Referring expression data:

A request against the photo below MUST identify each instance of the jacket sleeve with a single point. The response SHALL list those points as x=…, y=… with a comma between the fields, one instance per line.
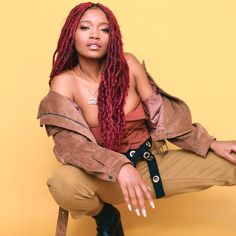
x=170, y=118
x=197, y=140
x=75, y=149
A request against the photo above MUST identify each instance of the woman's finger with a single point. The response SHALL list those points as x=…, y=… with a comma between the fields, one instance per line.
x=140, y=196
x=146, y=189
x=126, y=197
x=133, y=199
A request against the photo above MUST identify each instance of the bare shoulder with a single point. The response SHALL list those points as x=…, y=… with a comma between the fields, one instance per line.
x=63, y=84
x=143, y=85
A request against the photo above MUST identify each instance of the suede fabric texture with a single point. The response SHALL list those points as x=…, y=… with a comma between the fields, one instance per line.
x=169, y=118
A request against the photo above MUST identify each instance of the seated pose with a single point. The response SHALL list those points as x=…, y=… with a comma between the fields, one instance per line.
x=109, y=121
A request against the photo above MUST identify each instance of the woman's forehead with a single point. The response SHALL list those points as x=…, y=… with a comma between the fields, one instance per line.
x=94, y=15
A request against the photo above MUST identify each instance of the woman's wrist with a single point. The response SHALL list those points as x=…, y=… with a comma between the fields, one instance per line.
x=213, y=144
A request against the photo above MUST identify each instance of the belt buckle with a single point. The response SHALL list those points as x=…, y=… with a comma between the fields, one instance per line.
x=163, y=150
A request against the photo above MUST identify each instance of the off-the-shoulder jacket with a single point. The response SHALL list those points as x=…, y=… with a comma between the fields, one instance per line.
x=169, y=119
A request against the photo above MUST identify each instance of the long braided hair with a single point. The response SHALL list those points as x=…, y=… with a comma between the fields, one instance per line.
x=114, y=83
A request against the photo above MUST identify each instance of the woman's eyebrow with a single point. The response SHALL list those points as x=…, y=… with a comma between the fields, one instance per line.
x=100, y=23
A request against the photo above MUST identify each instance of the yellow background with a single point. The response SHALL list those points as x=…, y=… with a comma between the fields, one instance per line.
x=189, y=48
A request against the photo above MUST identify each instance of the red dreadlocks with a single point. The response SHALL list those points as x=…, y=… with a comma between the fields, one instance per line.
x=114, y=78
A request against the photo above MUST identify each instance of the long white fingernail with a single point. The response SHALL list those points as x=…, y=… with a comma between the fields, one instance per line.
x=137, y=212
x=144, y=212
x=152, y=205
x=129, y=207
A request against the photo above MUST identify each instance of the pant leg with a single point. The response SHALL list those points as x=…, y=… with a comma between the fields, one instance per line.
x=79, y=192
x=183, y=171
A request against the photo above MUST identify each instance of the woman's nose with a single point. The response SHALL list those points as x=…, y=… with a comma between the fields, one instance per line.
x=94, y=35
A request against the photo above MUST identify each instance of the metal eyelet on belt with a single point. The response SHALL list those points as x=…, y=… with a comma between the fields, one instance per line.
x=148, y=144
x=150, y=158
x=132, y=153
x=155, y=178
x=146, y=155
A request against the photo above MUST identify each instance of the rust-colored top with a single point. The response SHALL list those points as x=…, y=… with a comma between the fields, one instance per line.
x=136, y=130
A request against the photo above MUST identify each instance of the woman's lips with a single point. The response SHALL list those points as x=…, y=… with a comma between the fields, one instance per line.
x=94, y=46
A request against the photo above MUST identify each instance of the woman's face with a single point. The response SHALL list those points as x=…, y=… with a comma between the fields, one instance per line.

* _AIM OF THE TASK_: The required output is each line above restated verbatim, with all images omitted.

* _WRITTEN RESPONSE_:
A request against the photo below MUST identify each instance of the jacket sleeve with a single point. The response SHALL list those points as x=…, y=… with a comma between the fields, one instance per line.
x=170, y=118
x=197, y=140
x=75, y=149
A request against the photo above MUST identify each instance of the woman's finger with a single point. The response SHALL list those points as x=…, y=… with a comma between the fields, one instance per line.
x=140, y=196
x=146, y=189
x=126, y=197
x=133, y=199
A request against the photo above MUST identify each instance of the bare shoulder with a single point. The response SHALL list those points as x=…, y=… with a comma between the fields, one instance per line.
x=63, y=84
x=143, y=85
A request against the photo above MUST identify each instance of the suede fabric texture with a single point. The response SHALL list those points as x=…, y=… with a comma between the fields, one instance per line.
x=169, y=118
A request against the photo above MUST identify each instance of the seated pose with a single point. The response SHALL list those points as x=…, y=… with a comma between the fields, one instance per line.
x=109, y=121
A request against the photo above MUST identify each instance of the woman's forehead with a single point. The response SHALL list those points as x=…, y=… with a comma between the fields, one instance per line.
x=94, y=15
A request against the photo above MUST identify each instance of the woman's wrist with a single point. The response SHALL list those points as x=…, y=… with a comma between the fields, one instance per line.
x=213, y=144
A request against the photo above MUST identify each instance of the belt buckle with a single point. The response SHALL list those points as x=…, y=… with a comma between the fields, one instance per line.
x=163, y=150
A request against the photo above MUST identify each instance of the off-the-shoulder jacket with a single point. The response SHALL list those points as x=…, y=… with a comma between the fields, one instance per line.
x=169, y=119
A request against the photo above MUST identify each instance of the long braided hair with a single point. The response SHALL list those points as x=…, y=… with a comma between the fields, one instance per line.
x=114, y=83
A request against the photo above MUST identify each instance of the woman's eyebrow with a single point. The response SHALL list those points as x=…, y=… with a comma between the fields, one instance per line.
x=100, y=23
A request against the photo above MUST identify each instance of the yellow background with a single point. The response SHALL list those points as x=…, y=… with a comma between the fields, one instance per line.
x=189, y=48
A request against the photo above MUST identify each instance of the red dreadlocks with a single point. The response SHALL list those points as x=…, y=… with a comma between the fields, one instance per line.
x=114, y=78
A request against the photo above MUST identify each instance of the long white fingernail with a single point. The response SHALL list those points as x=…, y=… with a comma between the fields, one instance per line.
x=137, y=212
x=144, y=212
x=152, y=205
x=129, y=207
A request against the photo above MUST identify each instance of the pant leg with a single point. The response SHALL list those points as x=…, y=… with a comma between the fields, one instance per line.
x=79, y=192
x=183, y=171
A request against the photo above MUST identify each instance of the woman's nose with a single point. The response SHALL list those points as x=…, y=… with a comma between the fields, one instance per line.
x=94, y=35
A request against the photo above MUST identify each instance of the metal eyelet on belt with a single point. The response SHALL list those points as x=…, y=… with a comma between the fields, one instance per line.
x=148, y=144
x=150, y=158
x=132, y=153
x=155, y=178
x=146, y=155
A request against the photo above MUST identify each instance of the rust-colored top with a single point. The response SHALL list those points as x=…, y=… with a comma between the fields, one instance per line.
x=136, y=130
A request against the photo above MUST identify each instance of the woman's lips with a single point. The response SHALL list those points as x=…, y=… with a comma between the fields, one instance per line.
x=94, y=46
A request against the photo above MUST identify each instance of the woman's face with a single point. The response SHALL list those points as x=…, y=… with a comma between the fields, one instance per line.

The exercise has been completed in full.